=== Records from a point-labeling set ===
** begin **
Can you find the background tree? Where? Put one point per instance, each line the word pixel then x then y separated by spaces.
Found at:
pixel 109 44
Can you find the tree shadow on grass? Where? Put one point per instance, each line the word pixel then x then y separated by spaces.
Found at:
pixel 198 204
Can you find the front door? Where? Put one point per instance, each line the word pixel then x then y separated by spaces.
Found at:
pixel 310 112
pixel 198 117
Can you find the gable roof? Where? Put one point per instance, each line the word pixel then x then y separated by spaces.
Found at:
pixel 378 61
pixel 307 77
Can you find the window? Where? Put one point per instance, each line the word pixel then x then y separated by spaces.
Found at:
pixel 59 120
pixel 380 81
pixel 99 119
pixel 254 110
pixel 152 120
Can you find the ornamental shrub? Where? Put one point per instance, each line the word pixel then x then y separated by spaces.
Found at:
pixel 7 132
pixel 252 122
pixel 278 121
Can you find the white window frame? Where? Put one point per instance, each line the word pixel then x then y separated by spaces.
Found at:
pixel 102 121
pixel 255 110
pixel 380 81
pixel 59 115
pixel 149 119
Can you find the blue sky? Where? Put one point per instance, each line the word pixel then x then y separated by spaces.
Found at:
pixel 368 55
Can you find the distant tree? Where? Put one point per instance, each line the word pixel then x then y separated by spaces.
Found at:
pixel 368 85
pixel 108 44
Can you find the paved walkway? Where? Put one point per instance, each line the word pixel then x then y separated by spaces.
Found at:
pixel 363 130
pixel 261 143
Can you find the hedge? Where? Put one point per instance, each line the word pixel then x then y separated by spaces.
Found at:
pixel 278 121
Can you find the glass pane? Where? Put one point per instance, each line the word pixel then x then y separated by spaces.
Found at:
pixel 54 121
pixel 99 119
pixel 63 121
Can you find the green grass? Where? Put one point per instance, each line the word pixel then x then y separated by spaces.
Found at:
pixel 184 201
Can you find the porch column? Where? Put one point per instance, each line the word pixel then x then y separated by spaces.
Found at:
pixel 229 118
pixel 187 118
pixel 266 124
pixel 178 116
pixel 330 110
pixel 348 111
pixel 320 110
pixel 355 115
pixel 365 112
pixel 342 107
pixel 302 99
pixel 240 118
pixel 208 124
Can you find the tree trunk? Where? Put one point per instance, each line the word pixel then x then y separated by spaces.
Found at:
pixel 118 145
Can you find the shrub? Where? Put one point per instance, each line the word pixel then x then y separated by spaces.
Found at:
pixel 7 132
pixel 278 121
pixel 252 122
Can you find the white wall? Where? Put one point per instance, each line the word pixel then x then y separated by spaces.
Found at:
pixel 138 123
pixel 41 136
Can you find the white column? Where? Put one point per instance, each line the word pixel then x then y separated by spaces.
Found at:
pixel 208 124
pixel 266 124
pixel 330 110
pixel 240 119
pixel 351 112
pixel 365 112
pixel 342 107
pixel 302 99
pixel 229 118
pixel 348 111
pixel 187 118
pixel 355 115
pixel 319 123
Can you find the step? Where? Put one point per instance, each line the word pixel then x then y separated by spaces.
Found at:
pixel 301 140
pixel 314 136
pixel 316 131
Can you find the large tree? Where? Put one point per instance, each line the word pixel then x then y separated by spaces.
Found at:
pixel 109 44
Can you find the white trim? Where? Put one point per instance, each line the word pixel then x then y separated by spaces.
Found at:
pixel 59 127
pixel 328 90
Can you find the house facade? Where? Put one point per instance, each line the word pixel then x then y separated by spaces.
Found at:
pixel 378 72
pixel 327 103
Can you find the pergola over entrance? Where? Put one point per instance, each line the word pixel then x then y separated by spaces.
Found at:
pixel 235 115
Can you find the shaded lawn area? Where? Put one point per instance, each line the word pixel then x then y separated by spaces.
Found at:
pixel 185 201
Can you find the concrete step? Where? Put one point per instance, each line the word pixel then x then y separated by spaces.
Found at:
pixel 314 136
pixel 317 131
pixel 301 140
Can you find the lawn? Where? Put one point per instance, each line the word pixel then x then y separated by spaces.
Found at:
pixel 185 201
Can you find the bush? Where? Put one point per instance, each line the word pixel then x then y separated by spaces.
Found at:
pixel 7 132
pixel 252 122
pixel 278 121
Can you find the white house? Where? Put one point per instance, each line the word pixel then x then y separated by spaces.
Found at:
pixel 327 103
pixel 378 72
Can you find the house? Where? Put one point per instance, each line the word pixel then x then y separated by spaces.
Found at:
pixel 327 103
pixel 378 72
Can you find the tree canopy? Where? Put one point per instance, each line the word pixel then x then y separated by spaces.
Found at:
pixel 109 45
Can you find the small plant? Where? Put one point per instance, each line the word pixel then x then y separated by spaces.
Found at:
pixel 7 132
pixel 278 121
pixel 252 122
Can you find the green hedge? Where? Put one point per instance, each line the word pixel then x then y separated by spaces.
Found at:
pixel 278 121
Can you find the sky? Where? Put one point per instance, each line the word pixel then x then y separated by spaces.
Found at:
** end **
=== TASK TO COMPLETE ===
Rewrite each listing above with "Found at" swapped for "Located at", leaving everything else the same.

=== ANSWER TO THE EXERCISE ===
Can you find the background tree? Where? Put one point per instance, each line the word pixel then x then y separated by spaces.
Located at:
pixel 109 44
Can you find the tree shadow on grass? Where? Put one point per instance, each line the word pixel then x then y separated by spaces.
Located at:
pixel 198 204
Can you find the front door? Where? Put one point per instance, each line the word pixel then x then y separated by spaces.
Located at:
pixel 310 112
pixel 198 117
Can you find the gable roof? Where? Put one point per instance, each line the word pixel then x then y separated by spaces.
Located at:
pixel 378 61
pixel 307 77
Can you find the window? Where? Put one point per instance, each line the word pixel then x then y separated by spaces.
Located at:
pixel 59 120
pixel 380 81
pixel 99 119
pixel 254 110
pixel 152 120
Can you find the ornamental shrub? Where? Put one point per instance, each line the word pixel then x then y separated by spaces.
Located at:
pixel 7 132
pixel 252 122
pixel 278 121
Can you find the white window frame? Where? Put one point per instance, each line the word pixel then x then y separated by spaces.
Located at:
pixel 102 121
pixel 255 110
pixel 380 81
pixel 59 115
pixel 149 119
Can you find the blue sky? Where? Put one point per instance, each line the word pixel then x then y separated by spaces.
Located at:
pixel 368 55
Can you find the distant tree? Where? Put one point per instance, each line the word pixel then x then y separated by spaces.
Located at:
pixel 368 85
pixel 108 44
Can you find the paved walkway? Where? Put one point per instance, each line the word pixel then x then y separated by spaces.
Located at:
pixel 363 130
pixel 261 143
Can you find the hedge? Where? Put one point per instance, each line the word pixel then x then y separated by spaces.
Located at:
pixel 278 121
Can you find the glass pane? Where? Put one point per instance, each line the word pixel then x then y separated by spaces.
Located at:
pixel 54 121
pixel 99 119
pixel 63 121
Can you find the green grass? Where? Put one point per instance, each line the word pixel then x then y separated by spaces.
Located at:
pixel 184 201
Can you find the porch column? Where? Put one point per instance, each line the word pixel then x then y separated by spaces.
Located at:
pixel 229 118
pixel 187 118
pixel 266 124
pixel 178 116
pixel 330 110
pixel 348 111
pixel 320 110
pixel 355 115
pixel 365 112
pixel 342 107
pixel 302 99
pixel 240 118
pixel 208 124
Can you find the tree trunk? Where? Put one point per instance, each line the word pixel then x then y separated by spaces.
Located at:
pixel 118 145
Can you find the shrub? Where? Put one point per instance, each line the word pixel then x then y separated by spaces.
Located at:
pixel 7 132
pixel 278 121
pixel 252 122
Can you find the white wall? Where? Put one point per instance, each line the word pixel then x then y separated by spaces.
Located at:
pixel 138 123
pixel 41 136
Can you find the white column? Where? Put one point per instance, each line the word pixel then x then y separated by spaces.
Located at:
pixel 208 124
pixel 266 124
pixel 330 110
pixel 240 119
pixel 351 112
pixel 365 112
pixel 342 107
pixel 302 99
pixel 229 118
pixel 348 111
pixel 187 118
pixel 355 115
pixel 319 123
Can you find the step? Where? Put one point per instance, each line the word pixel then x then y separated by spaces.
Located at:
pixel 301 140
pixel 314 136
pixel 316 131
Can you find the large tree? Where? Put one point per instance, each line the word pixel then x then y separated by spaces.
Located at:
pixel 109 44
Can you find the white trim? Where? Put one point per instance, each line the word pixel then x then y separated by spaces.
Located at:
pixel 59 127
pixel 328 90
Can you find the house facade? Where? Put one point per instance, each line the word pixel then x then y separated by spaces.
Located at:
pixel 378 72
pixel 327 103
Can you find the pergola over entrance? Where? Put one point per instance, each line the word pixel then x then y separated by spaces.
Located at:
pixel 235 115
Can you find the shaded lawn area? Where? Put one point per instance, each line the word pixel then x then y separated by spaces.
Located at:
pixel 185 201
Can you find the concrete step? Where? Put one point per instance, each line the word pixel then x then y separated by spaces.
Located at:
pixel 314 136
pixel 317 131
pixel 301 140
Can you find the lawn? Where? Put one point per instance, each line the word pixel then x then y separated by spaces.
Located at:
pixel 185 201
Can you find the bush? Where? Put one point per instance, each line the word pixel then x then y separated by spaces.
Located at:
pixel 7 132
pixel 252 122
pixel 278 121
Can you find the white house? Where? Put one point per instance, each line the word pixel then x then y separated by spaces.
Located at:
pixel 327 103
pixel 378 72
Can you find the house? Where? Put one point per instance, each line the word pixel then x then y separated by spaces.
Located at:
pixel 327 103
pixel 378 72
Can you find the tree canopy? Where? Put one point per instance, each line the word pixel then x then y separated by spaces.
Located at:
pixel 109 45
Can you find the small plant? Where? Put one point per instance, each line the word pixel then x then y separated by spaces.
Located at:
pixel 7 132
pixel 278 121
pixel 252 122
Can you find the green hedge? Where? Put one point per instance, each line the word pixel then x then y separated by spaces.
Located at:
pixel 278 121
Can you find the sky? Where? Put one point per instance, each line the word pixel then x then y separated by spaces.
Located at:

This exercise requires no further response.